• _Exercises to complete_:
1. Which notable students does the profile of Jean-Claude Latombe list?
2. In the profile of Jean-Claude Latombe, what makes his engineering degree from Grenoble a dual degree?

• _Text provided_:
--

- Born: May 16, 1947 (age 79) Pernes-les-Fontaines, France
- Education: University of Grenoble National Polytechnic Institute of Grenoble
- Scientific career
- Workplaces: Stanford University National Polytechnic Institute of Grenoble
- Notable students: Suresh Venkatasubramanian Lydia E. Kavraki James J. Kuffner Jr.

= Jean-Claude Latombe =

French-American roboticist

Jean-Claude Latombe (born May 14, 1947) is a French-American roboticist and the Kumagai Professor Emeritus in the School of Engineering at Stanford University. Latombe is a researcher in robot motion planning, and has authored one of the most highly cited books in the field.

== Biography ==
Latombe received his dual-Engineering Degree in electrical engineering and computer science from the National Polytechnic Institute of Grenoble (now Grenoble Institute of Technology) in 1969 and 1970, respectively, and a M.S. in electrical engineering in 1972, with the thesis Design of a Computer-Aided Instruction System in Electrical Engineering. In 1977, Latombe received a Ph.D. in computer science from the University of Grenoble with a thesis Artificial Intelligence for Design Automation.

--

• _Given data_:
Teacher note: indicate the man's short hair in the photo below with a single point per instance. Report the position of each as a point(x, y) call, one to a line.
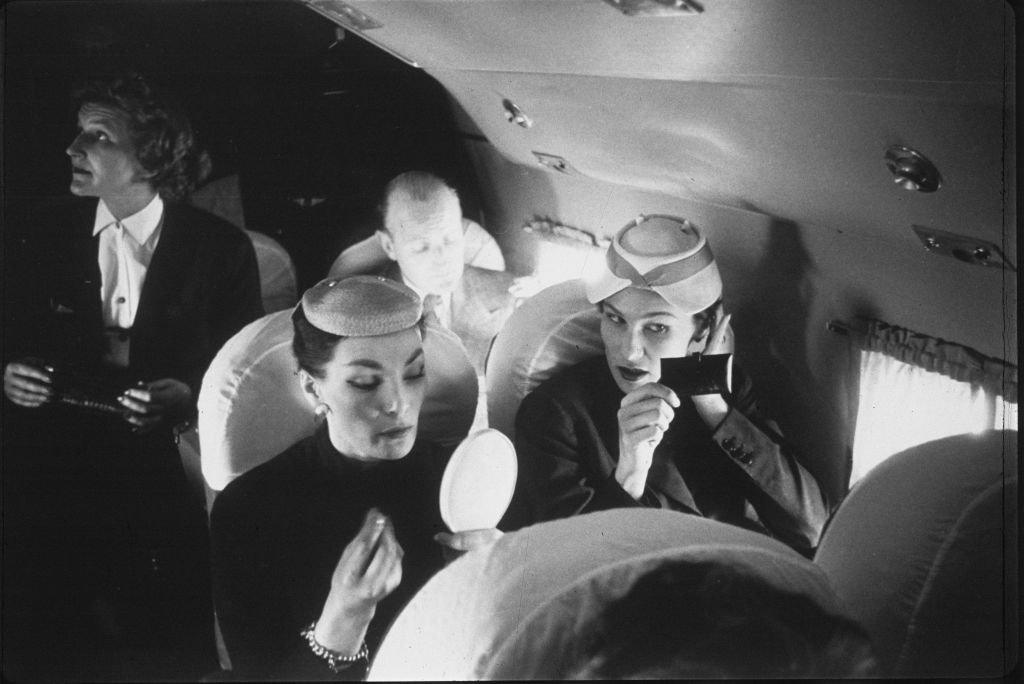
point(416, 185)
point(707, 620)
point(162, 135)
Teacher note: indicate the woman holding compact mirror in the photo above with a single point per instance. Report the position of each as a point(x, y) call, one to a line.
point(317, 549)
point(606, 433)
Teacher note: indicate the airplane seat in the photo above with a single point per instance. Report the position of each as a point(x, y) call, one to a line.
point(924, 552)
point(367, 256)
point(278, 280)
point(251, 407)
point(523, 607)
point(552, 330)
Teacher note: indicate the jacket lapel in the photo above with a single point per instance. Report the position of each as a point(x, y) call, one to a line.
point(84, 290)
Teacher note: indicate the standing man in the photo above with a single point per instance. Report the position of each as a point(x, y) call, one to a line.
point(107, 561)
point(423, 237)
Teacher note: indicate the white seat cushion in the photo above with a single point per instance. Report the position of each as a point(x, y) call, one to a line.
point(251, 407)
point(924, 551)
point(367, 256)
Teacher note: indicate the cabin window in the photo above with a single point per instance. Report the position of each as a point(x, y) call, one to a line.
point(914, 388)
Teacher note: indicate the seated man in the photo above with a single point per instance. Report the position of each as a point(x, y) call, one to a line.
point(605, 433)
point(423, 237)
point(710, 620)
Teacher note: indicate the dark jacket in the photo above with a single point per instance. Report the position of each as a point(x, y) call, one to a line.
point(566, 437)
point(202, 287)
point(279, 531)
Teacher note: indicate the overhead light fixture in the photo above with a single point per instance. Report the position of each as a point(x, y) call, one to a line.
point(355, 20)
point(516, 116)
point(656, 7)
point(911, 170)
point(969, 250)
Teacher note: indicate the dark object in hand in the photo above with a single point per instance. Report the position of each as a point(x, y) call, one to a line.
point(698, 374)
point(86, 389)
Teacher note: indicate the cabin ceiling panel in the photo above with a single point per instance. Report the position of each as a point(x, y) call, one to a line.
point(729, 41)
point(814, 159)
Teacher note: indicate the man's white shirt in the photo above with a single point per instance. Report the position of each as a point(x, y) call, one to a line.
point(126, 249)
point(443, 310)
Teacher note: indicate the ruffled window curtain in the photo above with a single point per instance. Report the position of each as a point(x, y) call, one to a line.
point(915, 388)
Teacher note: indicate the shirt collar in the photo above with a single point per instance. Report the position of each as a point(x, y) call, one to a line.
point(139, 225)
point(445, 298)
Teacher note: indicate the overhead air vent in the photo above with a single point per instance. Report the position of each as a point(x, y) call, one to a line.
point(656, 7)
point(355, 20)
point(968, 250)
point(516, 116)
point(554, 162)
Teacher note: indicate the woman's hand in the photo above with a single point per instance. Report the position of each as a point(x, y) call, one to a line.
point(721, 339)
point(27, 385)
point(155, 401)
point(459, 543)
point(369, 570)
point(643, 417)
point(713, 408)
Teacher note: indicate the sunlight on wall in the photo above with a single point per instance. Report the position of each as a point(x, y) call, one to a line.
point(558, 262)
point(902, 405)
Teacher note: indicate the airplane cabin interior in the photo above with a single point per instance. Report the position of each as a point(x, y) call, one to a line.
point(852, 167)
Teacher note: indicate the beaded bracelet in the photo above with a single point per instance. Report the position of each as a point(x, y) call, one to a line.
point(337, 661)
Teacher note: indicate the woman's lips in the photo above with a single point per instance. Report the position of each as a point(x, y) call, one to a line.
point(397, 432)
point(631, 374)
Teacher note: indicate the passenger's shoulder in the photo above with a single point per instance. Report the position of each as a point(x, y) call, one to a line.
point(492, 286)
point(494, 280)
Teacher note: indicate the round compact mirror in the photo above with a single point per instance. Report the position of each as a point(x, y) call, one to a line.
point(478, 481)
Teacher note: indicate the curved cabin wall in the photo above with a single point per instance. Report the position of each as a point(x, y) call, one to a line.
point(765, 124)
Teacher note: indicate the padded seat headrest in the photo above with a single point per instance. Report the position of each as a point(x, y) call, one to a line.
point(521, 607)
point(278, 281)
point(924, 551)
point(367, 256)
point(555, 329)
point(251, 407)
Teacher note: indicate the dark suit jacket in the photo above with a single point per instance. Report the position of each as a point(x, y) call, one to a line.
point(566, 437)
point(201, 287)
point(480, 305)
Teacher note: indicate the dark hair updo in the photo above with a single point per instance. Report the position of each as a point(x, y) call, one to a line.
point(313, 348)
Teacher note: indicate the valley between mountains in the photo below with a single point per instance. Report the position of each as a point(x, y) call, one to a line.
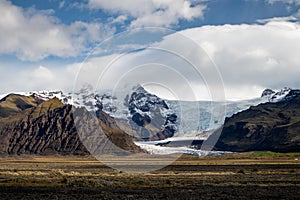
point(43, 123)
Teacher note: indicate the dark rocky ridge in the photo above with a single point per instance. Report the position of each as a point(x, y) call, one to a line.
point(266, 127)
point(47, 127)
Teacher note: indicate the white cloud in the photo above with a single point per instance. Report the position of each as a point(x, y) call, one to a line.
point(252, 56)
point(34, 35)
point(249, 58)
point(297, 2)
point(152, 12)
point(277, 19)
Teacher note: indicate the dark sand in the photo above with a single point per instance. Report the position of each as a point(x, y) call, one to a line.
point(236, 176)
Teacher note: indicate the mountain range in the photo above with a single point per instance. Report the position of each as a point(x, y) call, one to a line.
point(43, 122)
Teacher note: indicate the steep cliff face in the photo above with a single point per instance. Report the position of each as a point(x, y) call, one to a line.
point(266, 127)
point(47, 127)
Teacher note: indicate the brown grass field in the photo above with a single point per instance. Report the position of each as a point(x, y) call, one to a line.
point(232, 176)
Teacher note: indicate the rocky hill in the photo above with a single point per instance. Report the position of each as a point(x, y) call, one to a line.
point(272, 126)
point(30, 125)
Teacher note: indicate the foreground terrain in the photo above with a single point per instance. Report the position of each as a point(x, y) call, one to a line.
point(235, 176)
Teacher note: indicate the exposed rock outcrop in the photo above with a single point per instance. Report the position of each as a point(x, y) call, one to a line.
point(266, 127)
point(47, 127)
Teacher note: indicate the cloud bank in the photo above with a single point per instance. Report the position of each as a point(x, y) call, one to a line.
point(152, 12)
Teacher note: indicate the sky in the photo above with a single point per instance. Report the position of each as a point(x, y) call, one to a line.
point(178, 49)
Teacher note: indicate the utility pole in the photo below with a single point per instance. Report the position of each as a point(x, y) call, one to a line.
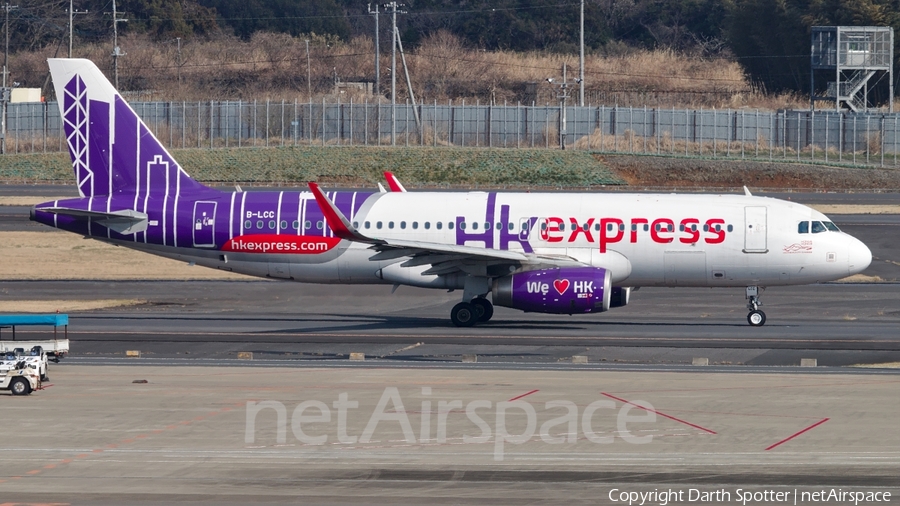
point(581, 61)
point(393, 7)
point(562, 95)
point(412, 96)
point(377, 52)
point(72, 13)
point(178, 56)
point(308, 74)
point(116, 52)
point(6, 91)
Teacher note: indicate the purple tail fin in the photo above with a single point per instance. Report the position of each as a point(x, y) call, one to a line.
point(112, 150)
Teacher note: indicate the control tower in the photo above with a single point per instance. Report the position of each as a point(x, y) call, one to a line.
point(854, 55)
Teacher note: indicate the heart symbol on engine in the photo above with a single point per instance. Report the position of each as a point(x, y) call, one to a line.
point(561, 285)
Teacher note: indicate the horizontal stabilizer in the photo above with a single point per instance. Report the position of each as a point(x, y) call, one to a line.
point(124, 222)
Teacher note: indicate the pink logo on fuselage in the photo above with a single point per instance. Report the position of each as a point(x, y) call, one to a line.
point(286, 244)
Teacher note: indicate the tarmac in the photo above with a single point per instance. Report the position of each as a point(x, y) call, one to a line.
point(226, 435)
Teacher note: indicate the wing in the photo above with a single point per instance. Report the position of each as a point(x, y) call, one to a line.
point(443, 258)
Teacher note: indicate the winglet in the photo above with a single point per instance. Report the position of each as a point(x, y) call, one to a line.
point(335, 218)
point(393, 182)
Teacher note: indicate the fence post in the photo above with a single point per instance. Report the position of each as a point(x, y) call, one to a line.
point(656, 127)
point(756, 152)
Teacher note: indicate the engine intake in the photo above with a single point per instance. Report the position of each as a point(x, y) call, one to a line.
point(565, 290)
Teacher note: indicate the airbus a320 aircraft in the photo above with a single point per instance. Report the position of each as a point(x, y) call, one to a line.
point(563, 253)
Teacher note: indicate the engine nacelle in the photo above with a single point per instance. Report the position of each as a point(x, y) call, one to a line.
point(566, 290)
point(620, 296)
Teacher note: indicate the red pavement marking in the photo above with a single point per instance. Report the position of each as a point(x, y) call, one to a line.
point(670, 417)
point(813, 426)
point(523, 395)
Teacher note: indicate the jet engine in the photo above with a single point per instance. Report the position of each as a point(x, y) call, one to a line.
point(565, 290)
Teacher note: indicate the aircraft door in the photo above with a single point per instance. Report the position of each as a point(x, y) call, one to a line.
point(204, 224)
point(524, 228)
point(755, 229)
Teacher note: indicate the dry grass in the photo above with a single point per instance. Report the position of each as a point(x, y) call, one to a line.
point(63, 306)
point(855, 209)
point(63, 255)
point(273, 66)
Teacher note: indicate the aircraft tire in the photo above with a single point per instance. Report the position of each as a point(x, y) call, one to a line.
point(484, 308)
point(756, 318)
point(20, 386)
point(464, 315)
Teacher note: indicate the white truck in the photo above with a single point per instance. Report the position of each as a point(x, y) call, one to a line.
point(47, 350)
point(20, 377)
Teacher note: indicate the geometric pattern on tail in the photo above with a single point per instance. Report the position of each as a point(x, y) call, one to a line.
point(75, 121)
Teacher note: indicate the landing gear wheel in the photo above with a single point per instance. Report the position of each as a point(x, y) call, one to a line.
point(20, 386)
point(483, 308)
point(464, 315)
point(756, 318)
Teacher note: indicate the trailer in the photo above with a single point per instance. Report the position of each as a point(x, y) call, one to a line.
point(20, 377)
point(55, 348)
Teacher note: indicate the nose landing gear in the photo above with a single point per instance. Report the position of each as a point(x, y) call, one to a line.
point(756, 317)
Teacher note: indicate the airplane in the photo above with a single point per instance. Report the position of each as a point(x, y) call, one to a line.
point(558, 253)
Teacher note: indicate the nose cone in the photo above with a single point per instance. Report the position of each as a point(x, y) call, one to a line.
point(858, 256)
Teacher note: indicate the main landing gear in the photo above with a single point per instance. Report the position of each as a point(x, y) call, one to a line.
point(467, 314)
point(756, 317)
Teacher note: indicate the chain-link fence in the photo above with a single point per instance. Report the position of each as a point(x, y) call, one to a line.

--

• _Solutions to the exercise_:
1.
- Suresh Venkatasubramanian
- Lydia E. Kavraki
- James J. Kuffner Jr.

2. It covered two fields, electrical engineering and computer science. He completed them at the National Polytechnic Institute of Grenoble in 1969 and 1970, respectively.